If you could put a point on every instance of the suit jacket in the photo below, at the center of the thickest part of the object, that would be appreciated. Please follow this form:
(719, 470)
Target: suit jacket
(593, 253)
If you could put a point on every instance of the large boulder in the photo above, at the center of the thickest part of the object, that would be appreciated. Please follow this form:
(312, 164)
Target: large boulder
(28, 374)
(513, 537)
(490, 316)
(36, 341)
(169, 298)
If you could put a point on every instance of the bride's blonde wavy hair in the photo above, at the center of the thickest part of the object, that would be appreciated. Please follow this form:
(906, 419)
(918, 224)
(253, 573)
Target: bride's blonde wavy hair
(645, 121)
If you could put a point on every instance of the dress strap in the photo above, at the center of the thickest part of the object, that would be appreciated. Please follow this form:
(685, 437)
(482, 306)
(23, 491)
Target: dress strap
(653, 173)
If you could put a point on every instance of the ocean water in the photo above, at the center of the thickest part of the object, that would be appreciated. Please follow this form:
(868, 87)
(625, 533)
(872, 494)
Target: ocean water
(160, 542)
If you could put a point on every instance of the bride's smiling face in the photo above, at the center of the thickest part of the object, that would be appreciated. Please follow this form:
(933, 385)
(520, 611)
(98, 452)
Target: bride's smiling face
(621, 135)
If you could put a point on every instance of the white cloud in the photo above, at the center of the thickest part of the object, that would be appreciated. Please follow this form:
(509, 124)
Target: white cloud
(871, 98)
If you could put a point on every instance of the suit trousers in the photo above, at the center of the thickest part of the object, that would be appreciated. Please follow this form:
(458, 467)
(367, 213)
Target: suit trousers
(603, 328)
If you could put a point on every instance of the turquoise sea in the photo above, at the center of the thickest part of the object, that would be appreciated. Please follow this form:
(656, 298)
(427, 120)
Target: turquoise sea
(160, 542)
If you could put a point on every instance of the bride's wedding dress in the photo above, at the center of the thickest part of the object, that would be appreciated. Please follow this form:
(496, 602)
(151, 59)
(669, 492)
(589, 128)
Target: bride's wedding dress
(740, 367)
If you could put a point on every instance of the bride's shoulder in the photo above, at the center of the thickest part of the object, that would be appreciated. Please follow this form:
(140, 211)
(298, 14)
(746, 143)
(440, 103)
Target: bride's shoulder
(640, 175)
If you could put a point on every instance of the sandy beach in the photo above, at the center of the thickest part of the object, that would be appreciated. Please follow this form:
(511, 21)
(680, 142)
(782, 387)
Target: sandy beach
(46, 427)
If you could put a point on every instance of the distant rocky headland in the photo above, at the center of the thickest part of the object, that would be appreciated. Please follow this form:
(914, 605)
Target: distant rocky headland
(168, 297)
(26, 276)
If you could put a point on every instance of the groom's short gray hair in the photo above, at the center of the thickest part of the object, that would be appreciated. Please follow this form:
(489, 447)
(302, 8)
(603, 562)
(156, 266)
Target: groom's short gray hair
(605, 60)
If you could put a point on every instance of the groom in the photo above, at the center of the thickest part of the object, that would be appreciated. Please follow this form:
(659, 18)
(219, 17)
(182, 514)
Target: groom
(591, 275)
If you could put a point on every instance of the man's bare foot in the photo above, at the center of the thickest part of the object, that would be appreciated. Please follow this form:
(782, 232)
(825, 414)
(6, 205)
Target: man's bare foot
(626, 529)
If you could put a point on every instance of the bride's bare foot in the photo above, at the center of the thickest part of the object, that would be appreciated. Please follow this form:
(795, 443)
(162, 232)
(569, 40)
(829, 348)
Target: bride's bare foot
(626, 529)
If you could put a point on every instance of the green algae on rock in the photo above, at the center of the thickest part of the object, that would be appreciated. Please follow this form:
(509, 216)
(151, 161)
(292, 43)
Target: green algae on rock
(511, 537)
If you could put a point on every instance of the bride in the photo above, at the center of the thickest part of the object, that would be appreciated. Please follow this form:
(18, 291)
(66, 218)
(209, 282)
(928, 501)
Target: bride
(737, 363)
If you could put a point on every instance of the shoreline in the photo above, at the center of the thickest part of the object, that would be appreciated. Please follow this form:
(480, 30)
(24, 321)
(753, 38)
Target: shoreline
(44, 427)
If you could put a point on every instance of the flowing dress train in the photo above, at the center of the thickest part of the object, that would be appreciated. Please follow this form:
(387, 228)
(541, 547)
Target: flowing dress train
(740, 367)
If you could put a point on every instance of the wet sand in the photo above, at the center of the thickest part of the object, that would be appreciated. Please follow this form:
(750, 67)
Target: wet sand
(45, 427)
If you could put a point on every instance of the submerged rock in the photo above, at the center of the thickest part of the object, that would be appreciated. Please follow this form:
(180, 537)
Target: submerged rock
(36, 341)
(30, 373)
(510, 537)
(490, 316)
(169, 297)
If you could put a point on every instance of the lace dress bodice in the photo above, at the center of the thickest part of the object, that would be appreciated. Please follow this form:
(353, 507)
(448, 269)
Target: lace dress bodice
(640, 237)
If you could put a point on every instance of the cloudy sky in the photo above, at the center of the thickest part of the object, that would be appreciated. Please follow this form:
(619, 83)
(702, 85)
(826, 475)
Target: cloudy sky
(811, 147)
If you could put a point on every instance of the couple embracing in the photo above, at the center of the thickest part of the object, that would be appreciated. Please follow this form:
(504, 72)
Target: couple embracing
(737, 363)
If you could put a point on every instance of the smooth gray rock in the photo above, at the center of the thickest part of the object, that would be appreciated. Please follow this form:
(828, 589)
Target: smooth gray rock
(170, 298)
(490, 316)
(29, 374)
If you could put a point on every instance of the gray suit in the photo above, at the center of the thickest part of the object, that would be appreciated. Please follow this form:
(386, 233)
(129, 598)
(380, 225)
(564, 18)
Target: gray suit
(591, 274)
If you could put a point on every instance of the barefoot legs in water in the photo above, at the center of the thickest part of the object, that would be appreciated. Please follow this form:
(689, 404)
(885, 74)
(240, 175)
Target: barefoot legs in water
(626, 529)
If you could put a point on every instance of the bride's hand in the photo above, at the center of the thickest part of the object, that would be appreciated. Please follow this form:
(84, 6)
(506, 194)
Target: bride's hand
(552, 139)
------------------------------------------------
Render the entries above as a JSON list of strings, one string per line with blank lines omitted, from the line containing "of the gray" through the last line of the entries, both included.

[
  "If you could put a point on every instance of the gray suit in the photo above, at the center of the thickest part of the object, that would be appreciated. Please follow this form:",
  "(386, 233)",
  "(129, 598)",
  "(380, 225)",
  "(564, 18)",
  "Target: gray suit",
  "(591, 274)",
  "If you could put a point on every instance of the barefoot legs in water in the photo above, at the center of the thickest part of the object, that would be appreciated. Please follow this form:",
  "(689, 404)",
  "(885, 74)",
  "(240, 175)",
  "Target: barefoot legs in water",
  "(626, 529)",
  "If you could put a point on every instance of the bride's hand in the photo above, at the center of the thickest part of the object, that would be appreciated. Please follow this form:",
  "(84, 6)",
  "(506, 194)",
  "Target: bride's hand",
  "(552, 139)"
]